• _PASSAGE TO READ_:
Nicholas Caserio (born December 27, 1975) is an American football executive who is the general manager of the Houston Texans of the National Football League (NFL). Caserio began his NFL career as a coaching assistant with the New England Patriots before working as a scout and executive for them throughout the 2000s and 2010s.

Playing career
Caserio played his high school football at University School in Hunting Valley, Ohio from 1992 to 1994.  Caserio then attended John Carroll University, where he played football as a quarterback from 1995 to 1998. A three-time academic All-Ohio Athletic Conference selection, he was also a teammate of Las Vegas Raiders Head Coach and then-John Carroll wide receiver Josh McDaniels and Washington Redskins linebacker London Fletcher.

Coaching career

College
Caserio began his coaching career as a graduate assistant at Saginaw Valley State University from 1999 to 2000, earning his MBA at the same time. In the spring of 2001, he served as a graduate assistant at Central Michigan University before being hired by the Patriots.

New England Patriots
In 2002, Caserio served as an offensive coaching assistant coach for the Patriots before shifting back to the scouting department in 2003. In 2007, Caserio moved back to coaching as the Patriots' wide receivers coach. While still remaining a part of the personnel department, Caserio assisted the offensive coaching staff during the 2009 preseason, which included new wide receivers coach Chad O'Shea and tight ends coach Shane Waldron. Caserio also continued to assist the coaching staff from the press box during games along with football research director Ernie Adams.

• _GIVEN INFORMATION_:

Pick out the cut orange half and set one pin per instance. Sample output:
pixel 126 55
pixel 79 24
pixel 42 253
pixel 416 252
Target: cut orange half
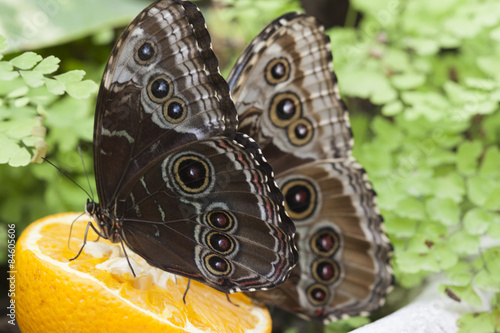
pixel 97 292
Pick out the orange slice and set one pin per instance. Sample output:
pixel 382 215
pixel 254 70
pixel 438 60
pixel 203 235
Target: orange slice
pixel 97 292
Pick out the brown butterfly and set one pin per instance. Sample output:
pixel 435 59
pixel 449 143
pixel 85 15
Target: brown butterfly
pixel 176 182
pixel 287 97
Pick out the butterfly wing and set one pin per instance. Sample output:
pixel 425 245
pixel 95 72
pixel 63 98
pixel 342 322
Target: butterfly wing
pixel 185 191
pixel 287 98
pixel 161 89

• _TASKS TO CARRY OUT_:
1. For each statement, say whether the Caserio profile agrees with it. Answer yes or no and quote the deciding words. (a) Caserio played quarterback at John Carroll University from 1995 to 1998. (b) Caserio earned his MBA while working at Central Michigan University. (c) In 2007, Caserio became the Patriots' tight ends coach.
2. Extract everything in the Caserio profile from "Nicholas Caserio (born" down to "linebacker London Fletcher.", word for word.
The entries come from a source other than the Caserio profile.

• _TASK-BY-TASK ANSWERS_:
1.
(a) Yes: "Caserio then attended John Carroll University, where he played football as a quarterback from 1995 to 1998."
(b) No: "Caserio began his coaching career as a graduate assistant at Saginaw Valley State University from 1999 to 2000, earning his MBA at the same time."
(c) No: "In 2007, Caserio moved back to coaching as the Patriots' wide receivers coach."

2.
Nicholas Caserio (born December 27, 1975) is an American football executive who is the general manager of the Houston Texans of the National Football League (NFL). Caserio began his NFL career as a coaching assistant with the New England Patriots before working as a scout and executive for them throughout the 2000s and 2010s.

Playing career
Caserio played his high school football at University School in Hunting Valley, Ohio from 1992 to 1994.  Caserio then attended John Carroll University, where he played football as a quarterback from 1995 to 1998. A three-time academic All-Ohio Athletic Conference selection, he was also a teammate of Las Vegas Raiders Head Coach and then-John Carroll wide receiver Josh McDaniels and Washington Redskins linebacker London Fletcher.